▸ **TASK INSTRUCTIONS**: Report every row below that contains the string "hazy", copying each such row in full.

** start PROVIDED RECORDS **

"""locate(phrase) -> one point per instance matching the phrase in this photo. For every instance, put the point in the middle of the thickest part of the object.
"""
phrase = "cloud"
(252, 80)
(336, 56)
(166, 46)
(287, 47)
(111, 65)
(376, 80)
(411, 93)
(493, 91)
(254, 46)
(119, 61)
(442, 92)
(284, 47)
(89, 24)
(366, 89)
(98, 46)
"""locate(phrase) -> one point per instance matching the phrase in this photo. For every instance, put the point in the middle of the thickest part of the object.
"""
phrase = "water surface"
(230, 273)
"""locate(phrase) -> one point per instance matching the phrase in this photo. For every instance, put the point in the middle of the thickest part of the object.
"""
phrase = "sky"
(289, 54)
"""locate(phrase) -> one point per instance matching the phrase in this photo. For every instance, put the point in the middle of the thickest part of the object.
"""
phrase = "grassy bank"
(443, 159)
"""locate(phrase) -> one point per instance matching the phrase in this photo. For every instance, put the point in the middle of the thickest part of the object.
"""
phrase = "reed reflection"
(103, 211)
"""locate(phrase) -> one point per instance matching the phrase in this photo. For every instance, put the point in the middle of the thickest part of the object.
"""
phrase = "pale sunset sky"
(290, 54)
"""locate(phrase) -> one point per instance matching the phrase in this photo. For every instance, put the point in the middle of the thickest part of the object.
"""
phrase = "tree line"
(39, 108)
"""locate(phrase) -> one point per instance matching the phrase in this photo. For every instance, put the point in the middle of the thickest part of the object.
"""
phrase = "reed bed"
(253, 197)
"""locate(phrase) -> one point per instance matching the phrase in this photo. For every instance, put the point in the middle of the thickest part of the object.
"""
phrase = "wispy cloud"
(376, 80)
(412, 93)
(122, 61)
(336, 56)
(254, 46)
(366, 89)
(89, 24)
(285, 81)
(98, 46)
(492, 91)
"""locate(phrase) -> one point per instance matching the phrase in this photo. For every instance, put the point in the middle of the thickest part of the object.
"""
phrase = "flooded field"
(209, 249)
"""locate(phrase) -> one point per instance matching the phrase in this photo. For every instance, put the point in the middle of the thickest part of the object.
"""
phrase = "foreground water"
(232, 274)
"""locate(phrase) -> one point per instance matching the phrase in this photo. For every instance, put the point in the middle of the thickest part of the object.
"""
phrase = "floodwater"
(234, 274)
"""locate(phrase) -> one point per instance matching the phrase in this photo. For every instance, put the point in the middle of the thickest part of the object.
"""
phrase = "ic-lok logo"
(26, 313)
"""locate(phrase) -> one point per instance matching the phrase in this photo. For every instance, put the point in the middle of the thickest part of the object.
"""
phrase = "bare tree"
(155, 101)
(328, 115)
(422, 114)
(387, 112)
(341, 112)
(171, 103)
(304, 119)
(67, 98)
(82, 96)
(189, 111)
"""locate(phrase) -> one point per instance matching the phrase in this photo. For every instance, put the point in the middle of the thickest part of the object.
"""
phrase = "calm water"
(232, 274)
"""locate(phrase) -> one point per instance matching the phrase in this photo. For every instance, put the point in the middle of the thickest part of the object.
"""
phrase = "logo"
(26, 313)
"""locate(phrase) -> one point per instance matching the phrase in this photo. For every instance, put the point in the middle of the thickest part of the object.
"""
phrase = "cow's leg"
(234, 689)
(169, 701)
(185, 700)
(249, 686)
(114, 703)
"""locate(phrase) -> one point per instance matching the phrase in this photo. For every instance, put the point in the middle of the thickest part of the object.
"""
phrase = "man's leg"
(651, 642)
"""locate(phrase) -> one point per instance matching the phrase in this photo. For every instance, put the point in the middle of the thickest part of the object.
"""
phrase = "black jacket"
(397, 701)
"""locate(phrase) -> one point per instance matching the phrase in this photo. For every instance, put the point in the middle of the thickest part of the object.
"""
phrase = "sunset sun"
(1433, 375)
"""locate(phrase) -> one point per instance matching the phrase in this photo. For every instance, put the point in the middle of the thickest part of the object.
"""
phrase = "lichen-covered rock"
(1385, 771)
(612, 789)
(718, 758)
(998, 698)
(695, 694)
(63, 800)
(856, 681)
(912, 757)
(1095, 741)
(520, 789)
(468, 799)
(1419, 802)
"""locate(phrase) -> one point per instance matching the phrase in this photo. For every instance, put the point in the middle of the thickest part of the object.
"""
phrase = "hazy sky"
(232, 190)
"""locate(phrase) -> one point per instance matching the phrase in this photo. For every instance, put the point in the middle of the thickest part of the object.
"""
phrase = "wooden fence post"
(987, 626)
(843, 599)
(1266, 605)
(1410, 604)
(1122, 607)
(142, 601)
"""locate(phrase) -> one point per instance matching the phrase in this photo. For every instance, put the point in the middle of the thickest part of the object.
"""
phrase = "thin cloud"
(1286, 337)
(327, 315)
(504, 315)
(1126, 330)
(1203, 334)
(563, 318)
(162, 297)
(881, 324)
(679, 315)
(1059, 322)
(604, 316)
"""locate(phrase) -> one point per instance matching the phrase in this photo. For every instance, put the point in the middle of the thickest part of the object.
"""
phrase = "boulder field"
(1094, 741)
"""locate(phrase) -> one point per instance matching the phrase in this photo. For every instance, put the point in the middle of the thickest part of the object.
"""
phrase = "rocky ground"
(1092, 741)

** end PROVIDED RECORDS **
** start PROVIDED RECORDS **

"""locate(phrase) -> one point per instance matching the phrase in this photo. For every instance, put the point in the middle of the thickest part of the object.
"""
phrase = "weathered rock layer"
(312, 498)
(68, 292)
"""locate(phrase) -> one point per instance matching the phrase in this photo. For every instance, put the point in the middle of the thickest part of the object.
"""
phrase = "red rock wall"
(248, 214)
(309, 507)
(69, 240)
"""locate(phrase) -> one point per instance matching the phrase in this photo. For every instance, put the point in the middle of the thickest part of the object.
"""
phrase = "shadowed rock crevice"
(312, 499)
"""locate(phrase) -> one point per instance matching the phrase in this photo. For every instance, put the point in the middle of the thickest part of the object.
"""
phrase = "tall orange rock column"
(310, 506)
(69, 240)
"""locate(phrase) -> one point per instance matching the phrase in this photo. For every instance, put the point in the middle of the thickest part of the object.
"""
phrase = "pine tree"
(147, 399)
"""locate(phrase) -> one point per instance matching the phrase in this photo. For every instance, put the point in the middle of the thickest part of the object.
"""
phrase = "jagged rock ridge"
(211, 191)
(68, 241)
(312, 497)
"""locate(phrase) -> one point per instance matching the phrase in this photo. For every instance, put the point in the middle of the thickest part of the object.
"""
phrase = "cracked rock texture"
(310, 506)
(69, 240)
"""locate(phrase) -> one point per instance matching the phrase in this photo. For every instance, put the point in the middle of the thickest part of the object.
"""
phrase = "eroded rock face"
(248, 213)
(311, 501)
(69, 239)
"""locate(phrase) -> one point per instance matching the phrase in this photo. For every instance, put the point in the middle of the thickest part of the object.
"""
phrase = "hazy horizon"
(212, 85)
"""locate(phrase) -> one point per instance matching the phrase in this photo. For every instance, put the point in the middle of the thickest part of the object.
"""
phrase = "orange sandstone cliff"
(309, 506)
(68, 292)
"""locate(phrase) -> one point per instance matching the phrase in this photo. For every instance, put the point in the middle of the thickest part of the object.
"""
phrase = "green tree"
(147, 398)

** end PROVIDED RECORDS **

▸ **WORKED ANSWER**:
phrase = "hazy sky"
phrase = "hazy horizon"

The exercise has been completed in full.